Exercise objective:
Copy out all of the material below word for word, leaving out the pictures.

Input material:
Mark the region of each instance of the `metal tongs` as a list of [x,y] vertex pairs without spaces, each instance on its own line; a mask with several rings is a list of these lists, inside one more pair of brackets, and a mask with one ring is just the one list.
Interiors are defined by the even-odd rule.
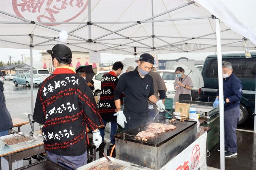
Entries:
[[24,138],[26,138],[26,136],[25,136],[23,135],[22,135],[21,134],[20,134],[19,133],[15,132],[13,132],[13,131],[11,131],[11,133],[12,133],[13,135],[13,136],[14,136],[14,137],[15,137],[15,139],[17,139],[17,140],[19,140],[19,138],[18,138],[17,137],[17,135],[15,135],[14,134],[14,133],[17,134],[18,135],[19,135],[20,136],[23,136],[23,137],[24,137]]
[[[174,115],[173,114],[172,114],[171,113],[169,112],[168,111],[167,111],[167,110],[166,110],[165,109],[162,109],[162,110],[163,110],[166,113],[168,113],[169,115],[170,115],[171,116],[173,119],[175,119],[175,121],[177,119],[177,118],[176,118],[176,116],[178,116],[178,117],[181,117],[185,118],[185,119],[186,119],[186,122],[187,121],[187,117],[186,117],[186,116],[180,116],[180,115]],[[157,116],[157,115],[159,113],[159,112],[160,112],[160,110],[159,110],[158,111],[158,112],[157,112],[157,113],[156,114],[156,115],[154,117],[153,120],[155,120],[156,116]]]

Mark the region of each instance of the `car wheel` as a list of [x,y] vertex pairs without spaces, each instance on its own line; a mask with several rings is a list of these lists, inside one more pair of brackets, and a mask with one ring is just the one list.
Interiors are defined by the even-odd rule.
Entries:
[[239,118],[239,122],[237,124],[240,125],[244,124],[248,119],[248,111],[246,108],[243,104],[240,104],[240,110],[241,114]]

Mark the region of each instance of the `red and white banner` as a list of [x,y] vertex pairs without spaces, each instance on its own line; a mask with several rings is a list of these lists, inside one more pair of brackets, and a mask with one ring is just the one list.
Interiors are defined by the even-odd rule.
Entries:
[[205,132],[160,170],[206,170],[207,139]]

Worked answer:
Mark the region of each instance of the `metal tongs` as a list of [x,y] vertex pairs without spaces, each instance on its own line; a mask with several rings is a list of these lists, inside one more pair of brackets, and a mask with one ring is just the one list.
Interiors are defined by the even-odd rule.
Entries:
[[24,138],[26,138],[26,136],[25,136],[23,135],[22,135],[21,134],[20,134],[19,133],[15,132],[13,132],[13,131],[11,131],[11,133],[12,133],[13,135],[13,136],[14,136],[14,137],[15,137],[15,139],[17,139],[17,140],[19,140],[19,138],[18,138],[17,137],[17,135],[15,135],[14,134],[14,133],[17,134],[18,135],[19,135],[20,136],[23,136],[23,137],[24,137]]
[[[174,115],[173,114],[172,114],[171,113],[169,112],[168,111],[167,111],[167,110],[166,110],[165,109],[162,109],[162,110],[163,110],[166,113],[168,113],[169,115],[170,115],[171,116],[173,119],[175,119],[175,121],[177,119],[177,118],[176,118],[176,116],[178,116],[178,117],[181,117],[185,118],[185,119],[186,119],[186,122],[187,121],[187,117],[186,117],[186,116],[180,116],[180,115]],[[157,116],[157,115],[159,113],[159,112],[160,112],[160,110],[159,110],[158,111],[158,112],[157,112],[157,113],[156,114],[156,115],[154,117],[153,120],[155,120],[156,116]]]

Mark the region of each instance of the `car wheel` as a list of [x,y] vertex pairs without spaces, each instance on its own line; a mask with several rings is a list of these lists, inside one more pair of brackets, and a mask with one ring is just the one list.
Interiors are defined by the even-odd rule.
Entries:
[[239,118],[239,122],[237,124],[240,125],[244,124],[248,119],[248,111],[246,108],[243,104],[240,104],[240,110],[241,114]]

Mark the region of each instance of the `red and white banner` as a list of [x,y] vertex pairs without spaces, each instance on its own line; a mask with several rings is a list of these lists, inside one more pair of brackets, and a mask with one ring is just the one list.
Interiors are defined by the even-odd rule.
Entries:
[[205,132],[160,170],[206,170],[207,139]]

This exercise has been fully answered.